* EXCERPT PROVIDED *
============================================================
# Ashbury Island (RESCAPE/rename)



## Solid (Jul 19, 2009)

Really green! I like it!! The background patterned thing is a liitle distracting though.


----------



## Loop (Jan 8, 2011)

That tank looks awesome. But I do agree about the background being a little distracting. Maybe paint the back glass black or something.


----------



## karatekid14 (Jan 16, 2011)

Very nice scape! My sister has your background in her room. It is from Veer, right?


----------



## TLE041 (Jan 16, 2010)

That looks awesome. Excellent scaping job. I love how lush everything looks.


----------



## youjettisonme (Dec 24, 2010)

Solid said:


> Really green! I like it!! The background patterned thing is a liitle distracting though.


Thanks! Yeah, it is very distracting. My housemate was about to toss it, and I wanted to see what it would look like with a black background. Moments after I put it up, I went online and ordered a black curtain and a curtain rod. They should be here this week, and I'll post another pic. 



karatekid14 said:


> Very nice scape! My sister has your background in her room. It is from Veer, right?
============================================================
* EXCERPTED DATA *
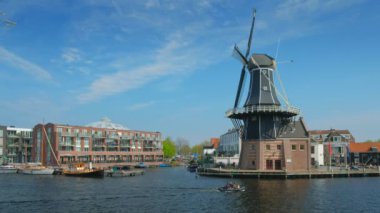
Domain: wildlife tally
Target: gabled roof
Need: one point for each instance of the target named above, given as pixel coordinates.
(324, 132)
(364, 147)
============================================================
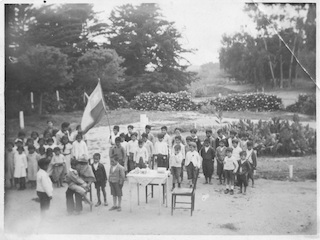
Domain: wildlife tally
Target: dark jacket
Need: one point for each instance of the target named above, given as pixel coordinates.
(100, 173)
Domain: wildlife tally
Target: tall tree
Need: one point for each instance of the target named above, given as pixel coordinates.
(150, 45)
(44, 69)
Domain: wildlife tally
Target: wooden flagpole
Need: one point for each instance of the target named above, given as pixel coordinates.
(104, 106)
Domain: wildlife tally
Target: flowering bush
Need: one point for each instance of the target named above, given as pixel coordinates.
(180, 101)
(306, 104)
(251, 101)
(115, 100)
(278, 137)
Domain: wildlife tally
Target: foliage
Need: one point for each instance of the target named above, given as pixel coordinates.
============================================================
* THE REQUEST *
From the Ashbury Island forum thread above, copy the passage starting at "Thanks! Yeah, it" and ending at "post another pic.".

* RESULT BELOW *
Thanks! Yeah, it is very distracting. My housemate was about to toss it, and I wanted to see what it would look like with a black background. Moments after I put it up, I went online and ordered a black curtain and a curtain rod. They should be here this week, and I'll post another pic.